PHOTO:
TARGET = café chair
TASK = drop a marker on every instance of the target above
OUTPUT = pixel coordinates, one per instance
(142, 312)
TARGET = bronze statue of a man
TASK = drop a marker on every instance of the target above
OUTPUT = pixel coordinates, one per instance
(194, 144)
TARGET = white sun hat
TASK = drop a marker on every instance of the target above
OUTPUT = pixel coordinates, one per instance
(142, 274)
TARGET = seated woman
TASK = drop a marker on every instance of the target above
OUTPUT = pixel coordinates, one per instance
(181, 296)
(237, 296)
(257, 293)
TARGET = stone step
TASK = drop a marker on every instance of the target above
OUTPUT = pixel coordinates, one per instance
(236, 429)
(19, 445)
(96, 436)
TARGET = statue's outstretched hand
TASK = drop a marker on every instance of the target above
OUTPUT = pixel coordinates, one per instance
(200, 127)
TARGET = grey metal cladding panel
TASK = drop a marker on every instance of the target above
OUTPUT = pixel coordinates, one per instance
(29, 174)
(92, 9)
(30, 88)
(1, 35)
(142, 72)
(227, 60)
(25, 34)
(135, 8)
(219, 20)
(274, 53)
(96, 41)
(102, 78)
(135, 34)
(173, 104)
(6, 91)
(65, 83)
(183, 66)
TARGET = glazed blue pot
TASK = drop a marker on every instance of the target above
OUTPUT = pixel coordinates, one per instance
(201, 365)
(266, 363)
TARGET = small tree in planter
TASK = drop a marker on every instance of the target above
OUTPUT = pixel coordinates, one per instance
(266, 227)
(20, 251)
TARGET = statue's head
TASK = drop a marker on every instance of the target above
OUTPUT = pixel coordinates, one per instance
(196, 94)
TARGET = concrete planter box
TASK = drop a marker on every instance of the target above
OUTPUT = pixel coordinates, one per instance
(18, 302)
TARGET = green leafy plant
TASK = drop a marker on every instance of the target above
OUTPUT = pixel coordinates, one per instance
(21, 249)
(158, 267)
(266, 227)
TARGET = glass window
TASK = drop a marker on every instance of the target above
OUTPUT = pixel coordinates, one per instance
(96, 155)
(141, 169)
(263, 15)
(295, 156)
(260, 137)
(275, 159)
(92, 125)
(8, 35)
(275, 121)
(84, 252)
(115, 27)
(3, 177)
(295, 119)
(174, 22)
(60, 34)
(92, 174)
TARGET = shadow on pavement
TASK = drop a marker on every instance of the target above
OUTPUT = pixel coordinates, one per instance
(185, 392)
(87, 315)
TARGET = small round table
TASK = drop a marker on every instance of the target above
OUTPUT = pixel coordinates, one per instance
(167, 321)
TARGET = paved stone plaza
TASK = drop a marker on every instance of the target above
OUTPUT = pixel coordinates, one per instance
__________________________________________________
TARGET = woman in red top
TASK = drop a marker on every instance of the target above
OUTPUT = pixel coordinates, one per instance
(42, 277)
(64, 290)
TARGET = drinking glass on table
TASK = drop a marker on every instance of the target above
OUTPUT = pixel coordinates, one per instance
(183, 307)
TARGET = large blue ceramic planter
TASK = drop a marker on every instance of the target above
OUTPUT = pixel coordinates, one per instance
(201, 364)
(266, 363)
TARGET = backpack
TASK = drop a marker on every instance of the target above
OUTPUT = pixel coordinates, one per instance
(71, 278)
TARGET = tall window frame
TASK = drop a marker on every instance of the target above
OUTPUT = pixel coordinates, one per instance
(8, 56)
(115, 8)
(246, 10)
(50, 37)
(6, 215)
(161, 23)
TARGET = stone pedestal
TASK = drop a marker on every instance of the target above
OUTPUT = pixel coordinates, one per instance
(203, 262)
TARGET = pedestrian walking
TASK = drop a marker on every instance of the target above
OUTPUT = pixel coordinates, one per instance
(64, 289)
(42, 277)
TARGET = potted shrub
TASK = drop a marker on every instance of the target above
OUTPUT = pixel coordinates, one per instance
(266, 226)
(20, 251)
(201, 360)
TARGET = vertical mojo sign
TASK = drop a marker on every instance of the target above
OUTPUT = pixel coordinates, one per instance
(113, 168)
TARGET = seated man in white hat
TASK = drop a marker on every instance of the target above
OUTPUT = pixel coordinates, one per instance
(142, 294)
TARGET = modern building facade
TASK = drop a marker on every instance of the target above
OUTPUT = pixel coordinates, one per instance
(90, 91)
__________________________________________________
■ **EXERCISE REQUIREMENTS**:
Write down how many lines of the data above contain the word "stone", with nothing else.

■ **REPLY TO THE EXERCISE**:
3